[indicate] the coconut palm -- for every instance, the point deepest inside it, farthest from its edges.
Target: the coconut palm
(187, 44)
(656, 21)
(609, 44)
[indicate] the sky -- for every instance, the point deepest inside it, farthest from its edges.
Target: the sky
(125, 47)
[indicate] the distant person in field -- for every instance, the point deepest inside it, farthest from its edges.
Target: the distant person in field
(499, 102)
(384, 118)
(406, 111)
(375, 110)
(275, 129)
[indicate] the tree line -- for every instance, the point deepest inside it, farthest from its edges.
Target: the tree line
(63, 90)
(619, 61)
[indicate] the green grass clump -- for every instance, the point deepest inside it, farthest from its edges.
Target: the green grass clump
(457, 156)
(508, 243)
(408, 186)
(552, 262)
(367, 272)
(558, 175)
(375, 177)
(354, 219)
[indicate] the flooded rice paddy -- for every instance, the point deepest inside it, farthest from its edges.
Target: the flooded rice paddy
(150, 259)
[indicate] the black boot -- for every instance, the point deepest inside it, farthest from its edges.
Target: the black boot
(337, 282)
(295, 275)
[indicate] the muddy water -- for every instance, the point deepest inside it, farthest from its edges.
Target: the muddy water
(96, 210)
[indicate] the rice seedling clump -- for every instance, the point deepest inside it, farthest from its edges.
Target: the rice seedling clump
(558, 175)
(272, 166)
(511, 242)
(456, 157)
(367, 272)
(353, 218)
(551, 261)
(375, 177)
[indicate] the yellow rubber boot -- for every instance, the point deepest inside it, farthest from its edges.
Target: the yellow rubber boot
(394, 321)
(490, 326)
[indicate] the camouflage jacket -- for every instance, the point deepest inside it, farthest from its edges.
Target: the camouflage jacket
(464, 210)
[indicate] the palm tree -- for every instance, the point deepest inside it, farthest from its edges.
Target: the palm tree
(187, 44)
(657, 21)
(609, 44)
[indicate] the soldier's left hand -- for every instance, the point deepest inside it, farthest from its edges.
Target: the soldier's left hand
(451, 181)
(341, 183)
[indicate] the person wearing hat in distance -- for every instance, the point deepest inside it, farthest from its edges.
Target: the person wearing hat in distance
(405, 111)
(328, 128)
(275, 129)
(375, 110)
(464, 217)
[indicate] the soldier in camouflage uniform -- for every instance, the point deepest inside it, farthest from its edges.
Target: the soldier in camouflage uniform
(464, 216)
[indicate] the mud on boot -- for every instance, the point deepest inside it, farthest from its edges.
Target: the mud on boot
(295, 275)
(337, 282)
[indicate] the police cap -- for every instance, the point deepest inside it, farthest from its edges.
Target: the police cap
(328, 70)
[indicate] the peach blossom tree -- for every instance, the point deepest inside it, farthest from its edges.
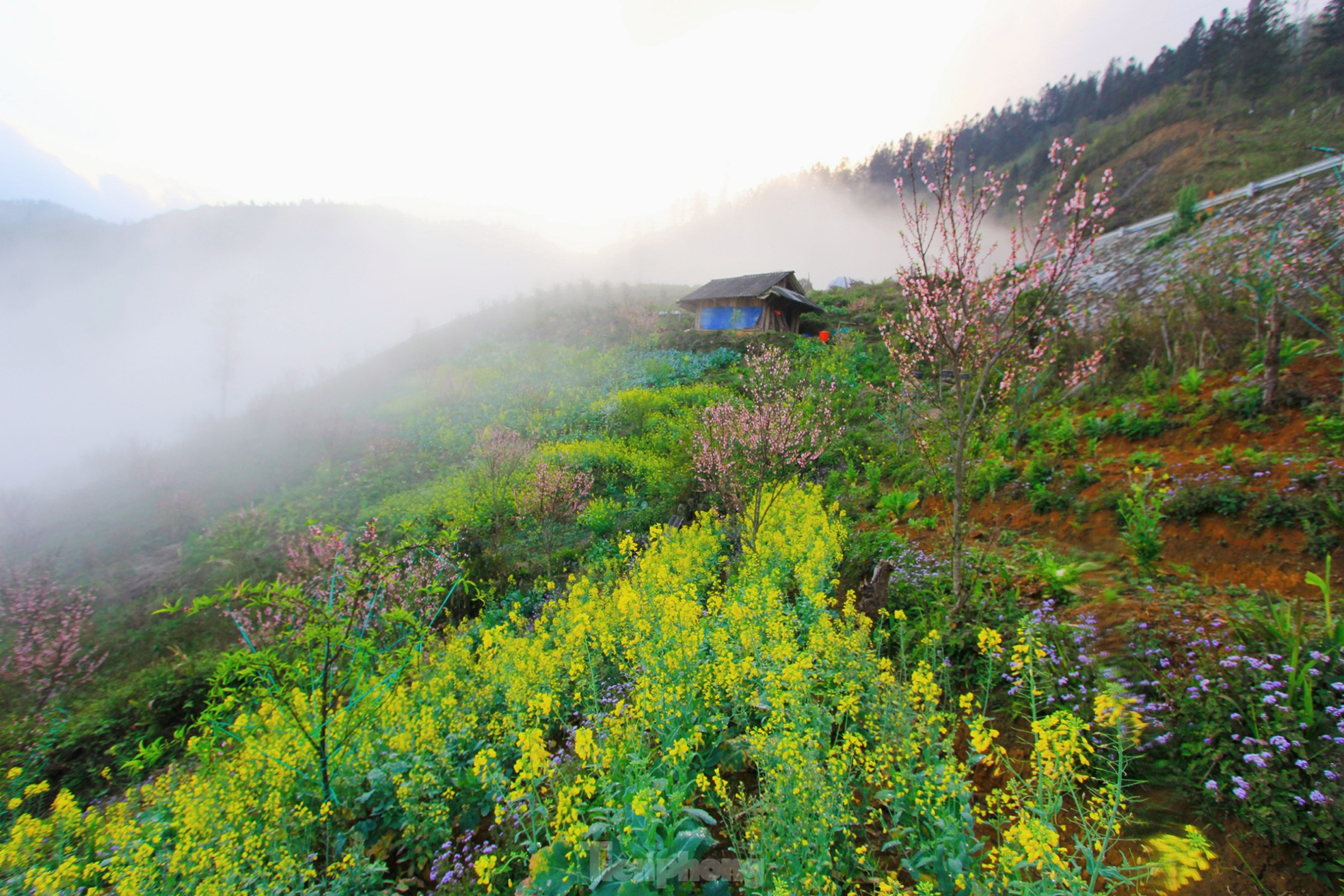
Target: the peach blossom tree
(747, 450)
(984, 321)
* * *
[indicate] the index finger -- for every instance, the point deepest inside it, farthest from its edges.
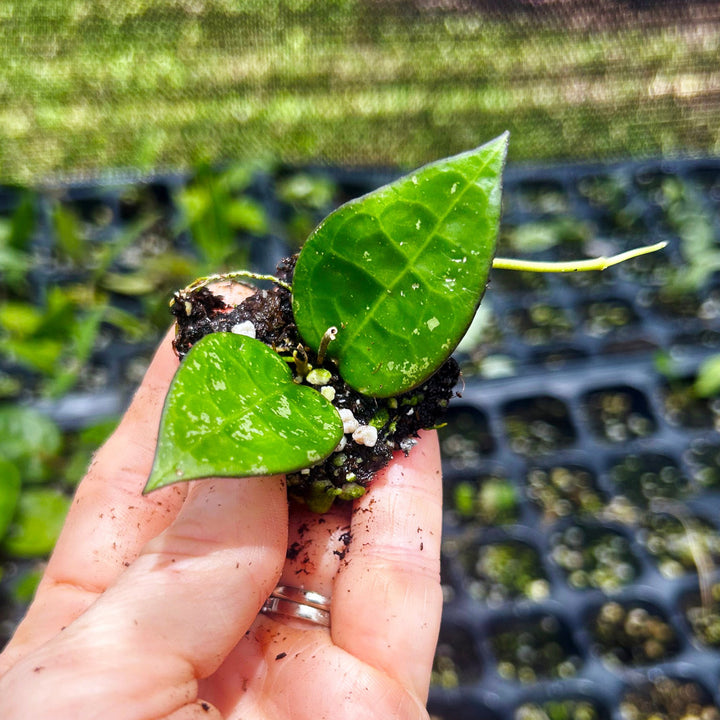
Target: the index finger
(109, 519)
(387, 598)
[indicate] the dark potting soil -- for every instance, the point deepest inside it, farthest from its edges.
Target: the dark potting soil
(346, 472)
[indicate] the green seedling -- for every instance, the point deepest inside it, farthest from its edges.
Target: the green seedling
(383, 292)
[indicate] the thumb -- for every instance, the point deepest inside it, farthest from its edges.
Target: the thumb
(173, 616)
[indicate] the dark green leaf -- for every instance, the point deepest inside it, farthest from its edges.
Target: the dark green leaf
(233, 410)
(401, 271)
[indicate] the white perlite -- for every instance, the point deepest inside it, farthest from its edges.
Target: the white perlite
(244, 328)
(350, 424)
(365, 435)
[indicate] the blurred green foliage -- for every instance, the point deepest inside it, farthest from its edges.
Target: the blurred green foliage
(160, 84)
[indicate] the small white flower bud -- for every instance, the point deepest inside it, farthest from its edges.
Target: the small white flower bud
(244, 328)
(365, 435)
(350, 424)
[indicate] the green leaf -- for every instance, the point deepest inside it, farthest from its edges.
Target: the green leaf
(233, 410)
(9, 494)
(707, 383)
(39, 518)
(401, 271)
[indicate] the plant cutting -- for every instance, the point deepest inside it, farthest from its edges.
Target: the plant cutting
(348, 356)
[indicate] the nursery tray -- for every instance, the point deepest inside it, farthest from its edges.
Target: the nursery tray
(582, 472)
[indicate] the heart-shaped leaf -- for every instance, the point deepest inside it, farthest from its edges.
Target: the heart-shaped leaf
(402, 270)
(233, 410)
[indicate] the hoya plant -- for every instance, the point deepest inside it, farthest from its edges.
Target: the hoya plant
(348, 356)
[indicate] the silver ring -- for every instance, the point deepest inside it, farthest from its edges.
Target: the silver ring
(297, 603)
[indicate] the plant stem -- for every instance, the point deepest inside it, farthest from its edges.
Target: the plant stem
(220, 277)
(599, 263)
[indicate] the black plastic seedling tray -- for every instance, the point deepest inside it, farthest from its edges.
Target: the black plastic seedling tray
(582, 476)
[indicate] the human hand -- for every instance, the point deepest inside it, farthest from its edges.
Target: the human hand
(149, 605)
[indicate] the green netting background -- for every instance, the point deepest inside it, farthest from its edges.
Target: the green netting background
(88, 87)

◆ What you need to do
Locate every line of the records above that contains the word "yellow", and copy each of those lines.

◆ Task solution
[indicate] the yellow rubber boot -- for every instance, the point deepest inside it, farthest from its edges.
Target: the yellow rubber boot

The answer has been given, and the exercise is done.